◆ **SOURCE DOCUMENT**:
-- -- --
Today, on the Extraordinary Form liturgical calendar is the Commoration of the Seven Sorrows of the Blessed Virgin Mary, which I had the honor to celebrate. I couldn't think of a more appropriate day for the print to arrive via FedEx.
In the image, Our Lady, the Sorrowful Mother, holds the lifeless body of her Son, the Savior of the World. Sorrow pierces her heart, as was foretold by Simeon.
The Collect for this morning's Mass speaks of this event: "O God, in Whose Passion the sword, according to the prophecy of blessed Simeon, pierced through the soul of Mary, the glorious Virgin and Mother, mercifully grant that we, who reverently commemorate her piercing-through and her suffering, may, by the interceding glorious merits of all the saints faithfully standing by the cross, obtain the abundant fruit of Your Passion".
As I hung the print on my office wall, I thought of how this image speaks powerfully of our current sadness, the sorrow of so many good Catholic faithful who long for the Eucharist, but cannot attend mass because of the COVID-19 quarantine. We long to receive not a lifeless body, but the living Body of Christ--a living Body that gives life.
-- -- --
◆ **AVAILABLE DATA**:
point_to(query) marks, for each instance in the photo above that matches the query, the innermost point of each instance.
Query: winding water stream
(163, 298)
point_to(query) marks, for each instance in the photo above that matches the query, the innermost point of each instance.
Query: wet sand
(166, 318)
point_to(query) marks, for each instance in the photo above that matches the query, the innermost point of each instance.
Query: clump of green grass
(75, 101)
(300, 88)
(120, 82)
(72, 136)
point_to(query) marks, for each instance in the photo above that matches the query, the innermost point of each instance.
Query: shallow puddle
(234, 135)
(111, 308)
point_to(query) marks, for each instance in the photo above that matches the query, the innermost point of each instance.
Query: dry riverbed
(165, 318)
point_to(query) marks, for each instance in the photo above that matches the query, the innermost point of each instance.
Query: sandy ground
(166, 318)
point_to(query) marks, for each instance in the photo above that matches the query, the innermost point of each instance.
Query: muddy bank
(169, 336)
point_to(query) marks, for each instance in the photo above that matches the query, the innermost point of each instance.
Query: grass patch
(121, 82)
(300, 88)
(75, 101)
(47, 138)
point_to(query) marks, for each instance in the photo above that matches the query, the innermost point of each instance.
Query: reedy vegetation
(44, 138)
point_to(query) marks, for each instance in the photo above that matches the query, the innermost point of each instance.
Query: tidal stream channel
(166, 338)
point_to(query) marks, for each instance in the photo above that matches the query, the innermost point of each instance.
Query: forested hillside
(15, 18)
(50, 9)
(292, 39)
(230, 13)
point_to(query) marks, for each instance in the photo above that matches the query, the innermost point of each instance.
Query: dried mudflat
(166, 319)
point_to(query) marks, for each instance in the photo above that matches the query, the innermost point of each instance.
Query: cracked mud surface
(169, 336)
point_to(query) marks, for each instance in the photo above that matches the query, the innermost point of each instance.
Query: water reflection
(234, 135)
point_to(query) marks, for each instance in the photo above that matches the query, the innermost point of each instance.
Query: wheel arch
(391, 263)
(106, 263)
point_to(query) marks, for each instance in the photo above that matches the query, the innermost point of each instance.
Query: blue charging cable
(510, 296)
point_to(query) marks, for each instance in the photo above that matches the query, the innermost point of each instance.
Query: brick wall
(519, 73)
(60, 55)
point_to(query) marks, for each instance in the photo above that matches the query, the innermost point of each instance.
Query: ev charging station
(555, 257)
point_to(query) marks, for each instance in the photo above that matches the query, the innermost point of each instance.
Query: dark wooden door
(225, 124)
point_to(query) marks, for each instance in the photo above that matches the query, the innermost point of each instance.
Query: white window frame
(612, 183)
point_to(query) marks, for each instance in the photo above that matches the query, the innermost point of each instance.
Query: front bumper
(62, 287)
-- -- --
◆ **BRIEF**:
Please shorten the paragraph of the Seven Sorrows post that begins "As I hung the print" into a bulleted list of its main points.

◆ **RESULT BELOW**:
- The writer hung the print on an office wall.
- The image speaks powerfully of a current sadness shared by many good Catholic faithful.
- They long for the Eucharist but cannot attend Mass because of the COVID-19 quarantine.
- What they long to receive is not a lifeless body but the living, life-giving Body of Christ.